• Alıştırma metni:
Karmaşık bir yapıyı anlamak için
önce temeline inmemiz gerekir. Bizim konumuz Gezegenler, Yıldızlar, Evren…
Temelde? Atom. Atomun Temel Tanecikleri olan Protonlar, Nötronlar, Elektronlar…
ve onları oluşturan Kuarklar. Hadi gel Çekirdek Fiziği’ni en basit şekilde
inceleyelim.
Atom
çekirdekleri “+” yüklü Protonlardan ve yüksüz Nötronlardan oluşuyor. Atomların
kütlelerinin neredeyse tamamını çekirdeklerindeki bu Protonlar ve Nötronlar
oluşturuyor. Protonlar ve Nötronlar kütle olarak birbirlerine çok yakın olsalar
da Nötronlar, Protonlara göre çok azıcık daha ağır. Bu Proton ve Nötronlara ise
yörüngelerdeki “-“ yüklü elektronlar eşlik ediyor. Elektronlar ise hem
Protonlardan hem Nötronlardan çok daha hafifler.
Peki bu
atom altı taneciklerin yükleri ve kütleleri neden önemli?

• Verilen görev: Atomun yapısını anlatan metinde "Karmaşık bir yapıyı" ile başlayıp "inceleyelim." ifadesine kadar devam eden bölümü olduğu gibi yazın.

• Sağlanan veriler:
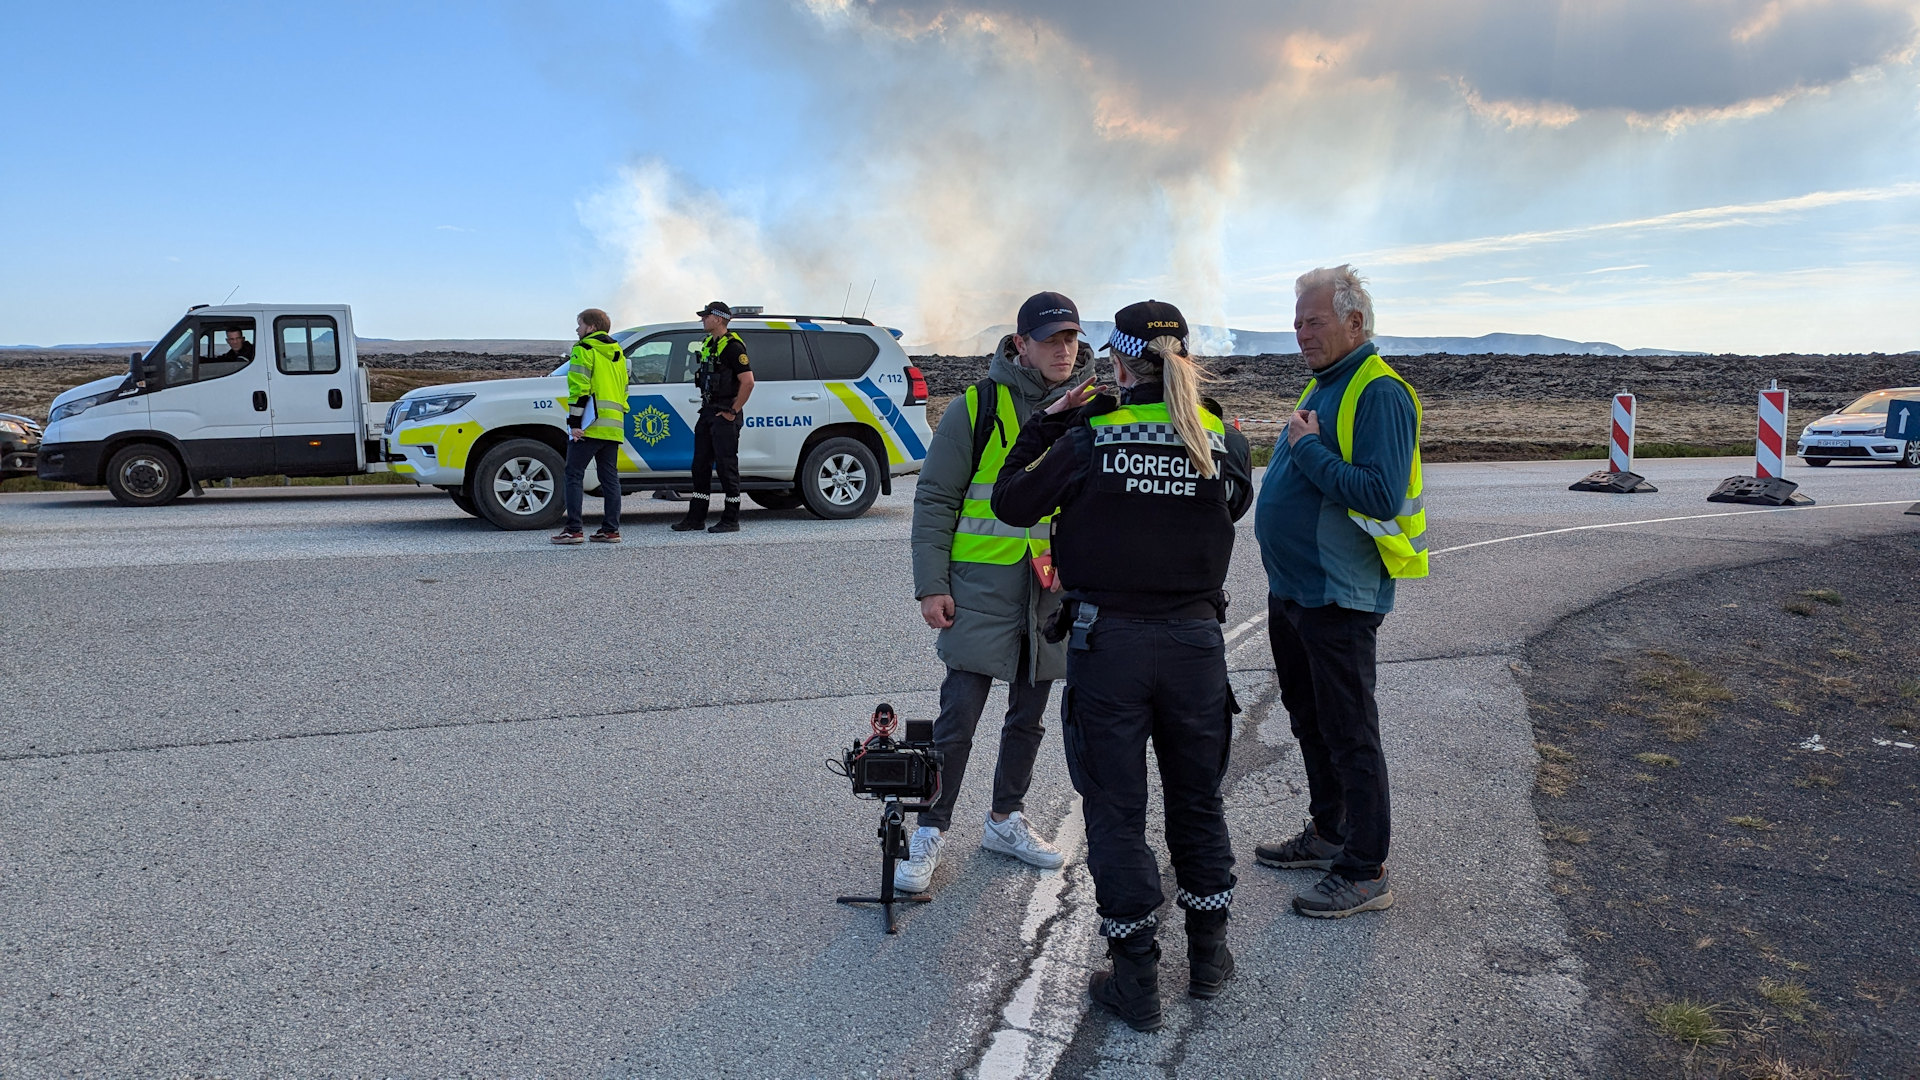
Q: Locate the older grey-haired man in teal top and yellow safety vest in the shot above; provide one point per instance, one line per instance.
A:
(1337, 522)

• Tamamlanan görev:
Karmaşık bir yapıyı anlamak için
önce temeline inmemiz gerekir. Bizim konumuz Gezegenler, Yıldızlar, Evren…
Temelde? Atom. Atomun Temel Tanecikleri olan Protonlar, Nötronlar, Elektronlar…
ve onları oluşturan Kuarklar. Hadi gel Çekirdek Fiziği’ni en basit şekilde
inceleyelim.